[Dataset items]
_ _ _
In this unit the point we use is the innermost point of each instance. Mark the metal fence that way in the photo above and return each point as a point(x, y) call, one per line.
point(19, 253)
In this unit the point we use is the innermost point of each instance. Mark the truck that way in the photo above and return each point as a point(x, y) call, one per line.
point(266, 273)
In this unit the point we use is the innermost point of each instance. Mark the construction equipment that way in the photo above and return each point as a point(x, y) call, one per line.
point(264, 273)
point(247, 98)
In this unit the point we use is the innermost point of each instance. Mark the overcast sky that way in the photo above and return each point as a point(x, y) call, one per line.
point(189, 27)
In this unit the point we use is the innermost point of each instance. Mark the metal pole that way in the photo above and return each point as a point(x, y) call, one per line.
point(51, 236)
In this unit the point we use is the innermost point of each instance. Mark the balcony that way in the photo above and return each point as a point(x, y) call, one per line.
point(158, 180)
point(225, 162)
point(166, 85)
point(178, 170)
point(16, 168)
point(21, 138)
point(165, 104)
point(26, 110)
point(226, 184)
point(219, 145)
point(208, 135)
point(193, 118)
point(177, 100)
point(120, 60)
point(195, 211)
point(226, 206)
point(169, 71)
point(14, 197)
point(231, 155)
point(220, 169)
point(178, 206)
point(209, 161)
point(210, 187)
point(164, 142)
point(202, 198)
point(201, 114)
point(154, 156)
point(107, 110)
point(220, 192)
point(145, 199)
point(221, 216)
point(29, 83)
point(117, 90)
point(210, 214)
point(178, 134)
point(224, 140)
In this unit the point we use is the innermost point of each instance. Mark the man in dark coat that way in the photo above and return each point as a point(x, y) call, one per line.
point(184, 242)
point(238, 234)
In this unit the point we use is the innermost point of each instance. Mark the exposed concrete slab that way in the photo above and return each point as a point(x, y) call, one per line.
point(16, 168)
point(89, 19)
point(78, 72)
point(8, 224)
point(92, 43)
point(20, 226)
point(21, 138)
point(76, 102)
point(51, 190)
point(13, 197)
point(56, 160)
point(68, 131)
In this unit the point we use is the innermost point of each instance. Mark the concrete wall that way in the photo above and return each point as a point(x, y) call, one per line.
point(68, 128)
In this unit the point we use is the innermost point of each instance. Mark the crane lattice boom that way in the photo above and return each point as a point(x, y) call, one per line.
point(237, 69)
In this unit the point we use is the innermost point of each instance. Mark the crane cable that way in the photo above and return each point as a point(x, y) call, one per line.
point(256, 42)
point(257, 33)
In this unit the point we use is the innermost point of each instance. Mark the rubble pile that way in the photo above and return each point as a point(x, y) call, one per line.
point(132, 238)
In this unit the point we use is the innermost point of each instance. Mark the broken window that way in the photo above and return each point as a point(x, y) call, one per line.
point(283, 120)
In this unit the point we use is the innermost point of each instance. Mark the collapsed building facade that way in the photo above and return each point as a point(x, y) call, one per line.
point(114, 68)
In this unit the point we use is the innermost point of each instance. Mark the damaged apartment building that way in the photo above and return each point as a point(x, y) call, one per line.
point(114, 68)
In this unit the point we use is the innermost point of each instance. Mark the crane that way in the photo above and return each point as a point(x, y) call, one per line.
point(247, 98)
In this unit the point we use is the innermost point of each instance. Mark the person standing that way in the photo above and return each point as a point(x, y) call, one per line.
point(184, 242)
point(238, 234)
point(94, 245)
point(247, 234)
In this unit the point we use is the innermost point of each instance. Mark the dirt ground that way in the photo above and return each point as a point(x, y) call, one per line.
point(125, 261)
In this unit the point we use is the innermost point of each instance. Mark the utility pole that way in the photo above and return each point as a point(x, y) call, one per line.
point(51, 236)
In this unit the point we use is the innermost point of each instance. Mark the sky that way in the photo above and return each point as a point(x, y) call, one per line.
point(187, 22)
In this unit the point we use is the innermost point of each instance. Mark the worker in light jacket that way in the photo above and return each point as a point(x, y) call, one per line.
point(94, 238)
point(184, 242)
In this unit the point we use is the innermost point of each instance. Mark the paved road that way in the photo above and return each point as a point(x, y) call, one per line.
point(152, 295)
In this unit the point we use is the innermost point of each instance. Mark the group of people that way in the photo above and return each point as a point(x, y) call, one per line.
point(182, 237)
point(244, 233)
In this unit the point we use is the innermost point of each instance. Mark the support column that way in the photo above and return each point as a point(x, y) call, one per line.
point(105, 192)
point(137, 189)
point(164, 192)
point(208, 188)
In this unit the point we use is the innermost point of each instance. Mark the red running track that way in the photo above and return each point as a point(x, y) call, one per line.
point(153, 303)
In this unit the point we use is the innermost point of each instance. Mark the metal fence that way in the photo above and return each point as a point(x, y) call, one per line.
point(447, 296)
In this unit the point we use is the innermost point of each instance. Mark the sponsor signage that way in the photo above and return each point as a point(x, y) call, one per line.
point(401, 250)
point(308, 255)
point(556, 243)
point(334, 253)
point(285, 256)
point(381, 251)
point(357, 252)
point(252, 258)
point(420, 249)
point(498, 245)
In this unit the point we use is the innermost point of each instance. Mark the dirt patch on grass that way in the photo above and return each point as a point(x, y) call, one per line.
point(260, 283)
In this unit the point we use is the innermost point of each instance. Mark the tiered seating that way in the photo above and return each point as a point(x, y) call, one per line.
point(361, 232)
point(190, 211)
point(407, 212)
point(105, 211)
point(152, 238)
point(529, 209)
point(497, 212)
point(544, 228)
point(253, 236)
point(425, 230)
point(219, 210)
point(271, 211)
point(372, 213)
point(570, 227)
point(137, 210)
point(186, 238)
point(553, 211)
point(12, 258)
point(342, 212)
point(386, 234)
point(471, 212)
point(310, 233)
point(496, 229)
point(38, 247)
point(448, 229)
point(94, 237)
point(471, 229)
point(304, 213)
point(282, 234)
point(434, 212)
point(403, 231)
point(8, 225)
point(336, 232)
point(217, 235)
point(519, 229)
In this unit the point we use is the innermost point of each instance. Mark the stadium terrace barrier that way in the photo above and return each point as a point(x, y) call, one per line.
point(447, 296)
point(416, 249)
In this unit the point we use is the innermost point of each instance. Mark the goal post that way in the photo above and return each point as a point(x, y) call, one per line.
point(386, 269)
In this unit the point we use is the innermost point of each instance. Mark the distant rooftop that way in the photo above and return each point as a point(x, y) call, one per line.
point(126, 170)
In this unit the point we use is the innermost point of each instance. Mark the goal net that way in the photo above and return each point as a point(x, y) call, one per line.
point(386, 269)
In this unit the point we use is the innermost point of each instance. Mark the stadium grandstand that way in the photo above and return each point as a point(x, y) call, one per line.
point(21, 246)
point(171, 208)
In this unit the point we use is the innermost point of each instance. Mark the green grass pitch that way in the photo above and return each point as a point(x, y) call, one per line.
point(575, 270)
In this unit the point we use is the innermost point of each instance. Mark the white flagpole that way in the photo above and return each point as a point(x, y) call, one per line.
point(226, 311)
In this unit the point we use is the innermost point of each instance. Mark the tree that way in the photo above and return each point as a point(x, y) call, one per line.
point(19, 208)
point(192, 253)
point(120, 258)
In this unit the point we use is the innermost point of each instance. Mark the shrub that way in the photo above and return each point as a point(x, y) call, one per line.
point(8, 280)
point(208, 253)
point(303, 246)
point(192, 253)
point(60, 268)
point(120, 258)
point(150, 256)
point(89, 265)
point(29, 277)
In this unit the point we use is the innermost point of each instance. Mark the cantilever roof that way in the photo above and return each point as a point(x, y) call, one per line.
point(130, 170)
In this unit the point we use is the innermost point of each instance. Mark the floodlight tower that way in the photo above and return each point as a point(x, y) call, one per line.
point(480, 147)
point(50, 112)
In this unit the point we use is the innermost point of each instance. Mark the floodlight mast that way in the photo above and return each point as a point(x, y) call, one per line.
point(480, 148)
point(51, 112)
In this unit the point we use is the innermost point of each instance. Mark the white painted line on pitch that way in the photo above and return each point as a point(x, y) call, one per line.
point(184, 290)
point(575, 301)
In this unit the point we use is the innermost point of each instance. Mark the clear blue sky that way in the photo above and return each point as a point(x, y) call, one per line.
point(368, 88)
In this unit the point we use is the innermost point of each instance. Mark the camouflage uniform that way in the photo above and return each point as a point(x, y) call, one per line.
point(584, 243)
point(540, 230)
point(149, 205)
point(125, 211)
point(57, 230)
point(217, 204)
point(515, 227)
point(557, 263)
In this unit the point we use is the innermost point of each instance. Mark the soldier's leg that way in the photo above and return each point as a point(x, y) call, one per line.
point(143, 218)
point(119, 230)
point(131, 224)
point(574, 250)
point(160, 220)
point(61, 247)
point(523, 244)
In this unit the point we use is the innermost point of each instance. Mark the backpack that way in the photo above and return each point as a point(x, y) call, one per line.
_ _ _
_WORK REQUEST_: Retype exactly the lines from the one containing "the floodlight mast" through the last line of the records above, including both.

_TASK RESULT_:
In this unit the point we use is the innermost point of each instance. Mark the floodlight mast that way in the photo above and return each point as a point(x, y) call, one per line.
point(480, 148)
point(51, 112)
In this unit the point we use is the innermost point of each instance. Mark the white painted line on pitch that way in the photo above and return each point as a point(x, y) call, one per line.
point(184, 290)
point(575, 301)
In this unit the point we use is the innermost point of each instance. Mark the clear blue sky that way in the photo above and return each point as a point(x, y) call, one per line.
point(368, 88)
In this unit the point we use is the innermost point of each instance. Mark the camouflage uniform that way in the photo above and return each point as a point(x, y) call, one per line.
point(584, 243)
point(540, 230)
point(149, 205)
point(125, 211)
point(57, 230)
point(217, 204)
point(515, 227)
point(557, 263)
In this unit the point we use is the innermost point of each instance. Mark the soldier's leg that way in the photo above and return each point as a point(x, y) call, one per line.
point(143, 218)
point(119, 230)
point(131, 224)
point(574, 250)
point(160, 220)
point(61, 247)
point(523, 244)
In this unit the point we use is the innermost point of each instance. Mark the backpack that way in the photo above and return each point as a point(x, y) call, one per line.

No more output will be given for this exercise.